DOCUMENT PASSAGE:
>> begin

Installation: debian lenny up-to-date 12/2008.
Emacs 21, Emacs 22, X or text versions
Slime from repository and git slime from 12/2008 tested
swank/clojure "2008-12-07" and newer tested.

I didn`t find out if the bug is in my linux config (no firewall
installed, no selinux) or in any of the packages (Emacs?)
It`s probably not slime. Slime works with sbcl and clisp.
Could anybody confirm/reject my wild assumtions?

Have a nice day,
mosi

PS: Thanx Feng hou for helping to find out the most basic swank-
clojure setup. It was not clear from the docs, that the following is
needed to start:
(swank/start-server "/dev/null" :port 4005 :dont-close true)

In all the web tutorials the old function name is used.

On Dec 9, 2:10 am, "Bill Clementson"  wrote:
> On Mon, Dec 8, 2008 at 4:29 PM, mosi  wrote:
> > thank you for helping the beginners like me with the setup of emacs,
> > slime and clojure.
> > I tried first the official method described elsewhere on this forum -
> > ubuntu linux instructions.
> > Unsuccessful.
> > Following your instructions, the same issue, my linux emacs22 gets to
> > this point:
>
> > (add-classpath "file:install/swank-clojure/")
> > (require (quote swank))

>> end

Excerpt from a dataset
>> begin

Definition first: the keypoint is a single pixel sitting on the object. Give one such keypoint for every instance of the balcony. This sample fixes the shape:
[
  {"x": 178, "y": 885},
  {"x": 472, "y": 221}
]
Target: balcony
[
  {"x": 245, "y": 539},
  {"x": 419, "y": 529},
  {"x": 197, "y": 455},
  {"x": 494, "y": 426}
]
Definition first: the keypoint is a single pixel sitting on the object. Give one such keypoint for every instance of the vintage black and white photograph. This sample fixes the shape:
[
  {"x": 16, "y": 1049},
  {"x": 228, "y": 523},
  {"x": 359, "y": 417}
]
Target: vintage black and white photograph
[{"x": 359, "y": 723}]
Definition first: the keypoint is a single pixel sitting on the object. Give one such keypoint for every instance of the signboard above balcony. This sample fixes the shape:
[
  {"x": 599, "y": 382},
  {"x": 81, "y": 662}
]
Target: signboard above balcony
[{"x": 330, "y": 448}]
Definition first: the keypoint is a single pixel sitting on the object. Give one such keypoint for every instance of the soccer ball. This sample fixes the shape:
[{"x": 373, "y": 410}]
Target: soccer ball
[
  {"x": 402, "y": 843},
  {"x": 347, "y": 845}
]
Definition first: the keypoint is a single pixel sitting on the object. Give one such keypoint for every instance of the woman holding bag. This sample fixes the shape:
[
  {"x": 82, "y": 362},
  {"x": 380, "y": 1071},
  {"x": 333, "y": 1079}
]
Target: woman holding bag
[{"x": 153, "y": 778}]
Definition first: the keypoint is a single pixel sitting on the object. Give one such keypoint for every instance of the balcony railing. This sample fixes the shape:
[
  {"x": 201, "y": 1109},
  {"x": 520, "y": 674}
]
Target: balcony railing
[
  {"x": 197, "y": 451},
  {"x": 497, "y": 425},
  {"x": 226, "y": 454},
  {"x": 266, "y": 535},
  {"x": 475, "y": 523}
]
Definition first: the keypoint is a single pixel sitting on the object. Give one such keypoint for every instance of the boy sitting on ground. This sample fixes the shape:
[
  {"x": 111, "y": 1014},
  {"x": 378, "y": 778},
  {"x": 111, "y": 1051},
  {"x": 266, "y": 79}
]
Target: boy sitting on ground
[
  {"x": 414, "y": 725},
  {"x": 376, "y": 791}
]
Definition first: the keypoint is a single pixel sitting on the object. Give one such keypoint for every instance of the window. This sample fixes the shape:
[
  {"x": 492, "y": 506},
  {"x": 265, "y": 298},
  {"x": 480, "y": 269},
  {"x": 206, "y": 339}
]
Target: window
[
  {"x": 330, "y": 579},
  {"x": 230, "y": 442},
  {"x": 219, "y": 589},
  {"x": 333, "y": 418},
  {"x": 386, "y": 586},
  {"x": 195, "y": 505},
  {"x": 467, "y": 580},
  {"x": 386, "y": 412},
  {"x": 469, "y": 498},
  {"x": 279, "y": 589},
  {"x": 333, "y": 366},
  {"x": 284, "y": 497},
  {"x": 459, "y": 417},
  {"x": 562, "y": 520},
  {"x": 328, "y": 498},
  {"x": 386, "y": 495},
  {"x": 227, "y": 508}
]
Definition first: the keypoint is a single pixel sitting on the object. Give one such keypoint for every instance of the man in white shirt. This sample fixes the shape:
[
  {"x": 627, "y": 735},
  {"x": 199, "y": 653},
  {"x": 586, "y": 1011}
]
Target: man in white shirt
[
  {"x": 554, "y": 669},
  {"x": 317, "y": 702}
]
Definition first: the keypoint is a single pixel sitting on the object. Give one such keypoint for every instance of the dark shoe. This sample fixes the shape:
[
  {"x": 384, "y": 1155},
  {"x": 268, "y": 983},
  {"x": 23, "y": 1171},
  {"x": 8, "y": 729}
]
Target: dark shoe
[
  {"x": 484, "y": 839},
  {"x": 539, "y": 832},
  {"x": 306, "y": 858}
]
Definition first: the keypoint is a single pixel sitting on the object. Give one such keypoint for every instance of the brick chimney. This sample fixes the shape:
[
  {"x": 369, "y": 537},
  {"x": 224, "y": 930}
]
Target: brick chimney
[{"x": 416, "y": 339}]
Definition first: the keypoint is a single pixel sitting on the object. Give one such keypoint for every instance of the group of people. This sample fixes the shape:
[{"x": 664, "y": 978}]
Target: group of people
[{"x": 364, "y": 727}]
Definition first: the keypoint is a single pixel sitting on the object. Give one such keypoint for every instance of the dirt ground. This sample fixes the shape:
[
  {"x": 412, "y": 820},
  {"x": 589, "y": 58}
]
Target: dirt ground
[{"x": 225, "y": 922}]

>> end
>> begin

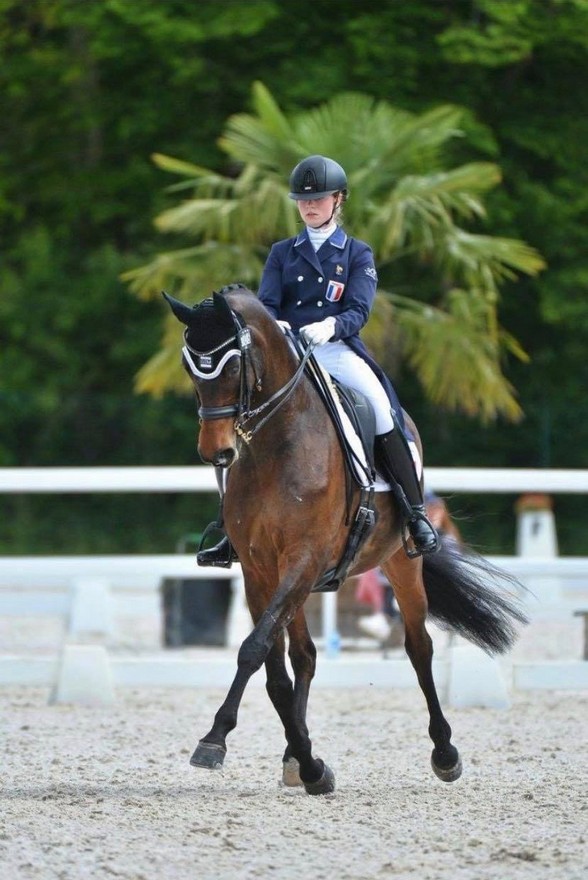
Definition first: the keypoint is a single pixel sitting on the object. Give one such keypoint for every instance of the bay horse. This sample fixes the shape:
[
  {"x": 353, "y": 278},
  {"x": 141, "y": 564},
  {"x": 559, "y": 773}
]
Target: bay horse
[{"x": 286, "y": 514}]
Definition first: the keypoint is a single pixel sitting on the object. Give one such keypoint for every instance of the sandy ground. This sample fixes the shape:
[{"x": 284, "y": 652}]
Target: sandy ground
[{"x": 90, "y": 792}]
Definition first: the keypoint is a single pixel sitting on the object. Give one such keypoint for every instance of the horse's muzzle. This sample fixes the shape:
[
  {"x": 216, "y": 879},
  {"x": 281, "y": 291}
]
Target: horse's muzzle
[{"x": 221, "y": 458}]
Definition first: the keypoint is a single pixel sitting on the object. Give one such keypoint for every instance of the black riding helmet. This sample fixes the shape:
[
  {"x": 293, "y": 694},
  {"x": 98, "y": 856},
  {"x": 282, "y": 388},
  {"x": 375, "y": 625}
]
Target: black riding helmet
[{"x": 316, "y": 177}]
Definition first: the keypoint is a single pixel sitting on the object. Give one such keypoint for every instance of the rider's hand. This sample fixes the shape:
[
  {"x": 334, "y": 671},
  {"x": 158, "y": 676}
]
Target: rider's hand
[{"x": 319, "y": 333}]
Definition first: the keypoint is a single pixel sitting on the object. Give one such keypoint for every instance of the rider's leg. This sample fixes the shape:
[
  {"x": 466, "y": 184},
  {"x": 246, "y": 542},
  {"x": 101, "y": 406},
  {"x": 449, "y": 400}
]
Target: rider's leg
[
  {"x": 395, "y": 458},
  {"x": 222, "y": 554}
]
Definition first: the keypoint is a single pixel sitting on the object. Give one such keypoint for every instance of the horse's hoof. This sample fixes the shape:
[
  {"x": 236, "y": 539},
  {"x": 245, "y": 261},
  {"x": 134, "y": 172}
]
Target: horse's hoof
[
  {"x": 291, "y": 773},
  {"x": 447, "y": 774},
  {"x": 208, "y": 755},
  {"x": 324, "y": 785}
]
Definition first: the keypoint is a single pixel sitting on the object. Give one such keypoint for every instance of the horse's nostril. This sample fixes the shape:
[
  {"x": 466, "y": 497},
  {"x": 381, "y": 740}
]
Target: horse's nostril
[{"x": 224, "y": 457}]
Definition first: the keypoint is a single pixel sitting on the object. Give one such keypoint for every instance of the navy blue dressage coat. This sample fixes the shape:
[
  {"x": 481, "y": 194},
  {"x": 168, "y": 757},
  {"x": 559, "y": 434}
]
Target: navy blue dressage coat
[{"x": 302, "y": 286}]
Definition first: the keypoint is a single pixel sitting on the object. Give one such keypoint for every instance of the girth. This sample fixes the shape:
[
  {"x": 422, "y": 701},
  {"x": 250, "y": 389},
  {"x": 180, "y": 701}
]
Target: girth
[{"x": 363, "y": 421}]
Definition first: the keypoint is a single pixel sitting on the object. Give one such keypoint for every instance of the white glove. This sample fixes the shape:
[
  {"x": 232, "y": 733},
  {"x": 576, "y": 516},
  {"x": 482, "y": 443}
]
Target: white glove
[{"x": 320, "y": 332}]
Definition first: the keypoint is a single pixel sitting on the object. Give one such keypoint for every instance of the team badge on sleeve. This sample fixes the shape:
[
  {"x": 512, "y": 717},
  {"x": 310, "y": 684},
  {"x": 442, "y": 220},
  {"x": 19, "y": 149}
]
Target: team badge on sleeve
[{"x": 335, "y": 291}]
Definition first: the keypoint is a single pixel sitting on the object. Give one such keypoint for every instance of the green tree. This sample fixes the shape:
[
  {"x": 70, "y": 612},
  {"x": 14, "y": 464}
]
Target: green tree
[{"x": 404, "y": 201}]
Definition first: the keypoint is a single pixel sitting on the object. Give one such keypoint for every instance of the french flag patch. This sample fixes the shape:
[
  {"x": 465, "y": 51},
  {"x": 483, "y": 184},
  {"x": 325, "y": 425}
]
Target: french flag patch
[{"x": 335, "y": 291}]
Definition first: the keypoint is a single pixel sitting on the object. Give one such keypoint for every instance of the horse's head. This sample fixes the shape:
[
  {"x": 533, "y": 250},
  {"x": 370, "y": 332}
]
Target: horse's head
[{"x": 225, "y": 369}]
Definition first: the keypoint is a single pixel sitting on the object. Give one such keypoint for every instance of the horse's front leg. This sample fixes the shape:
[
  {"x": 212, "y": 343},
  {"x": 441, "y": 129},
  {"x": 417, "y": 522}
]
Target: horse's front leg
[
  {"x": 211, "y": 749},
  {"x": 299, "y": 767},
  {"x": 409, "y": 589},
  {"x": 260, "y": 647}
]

>> end

EXERCISE PROMPT:
Continue the mailing-list post about setting up Slime with Clojure in Emacs, picking up right after its final line.

RESULT OF THE EXERCISE:
> > (swank/ignore-protocol-version "2008-11-23")
> > (swank/start-server "/tmp/slime.10616" :encoding "iso-latin-1-unix")
> > Clojure
> > user=> nil
> > user=> nil
> > user=> "2008-11-23"
> > user=> Connection opened on local port  58654
> > 58654
> > user=>
>
> > And waits for connection. The socket (or a file?) /tmp/slime. does
> > not exist. Connection time-out causes an error - waiting for slime
> > session to connect to swank server.
> > My impression is: the swank server never started. Probably swank-
> > clojure broken? I have the latest git version as of 07.12.2008.
> > Any ideas?
> > thanks a lot.
> > mosi
>
> You said that you followed my instructions; however, the protocol
> version that prints out in the inferior-lisp buffer is "2008-11-23".
> In my version of SLIME (which is several days old) the protocol
> version that prints out in the inferior-lisp buffer is "2008-12-02".
> If you have a swank-clojure from 07.12.2008, I suspect (at least) your
> SLIME install is older than that. Therefore, I would suggest that you
> repeat steps 1-5 (from my original email) to make certain you really
> have compatible versions of each package.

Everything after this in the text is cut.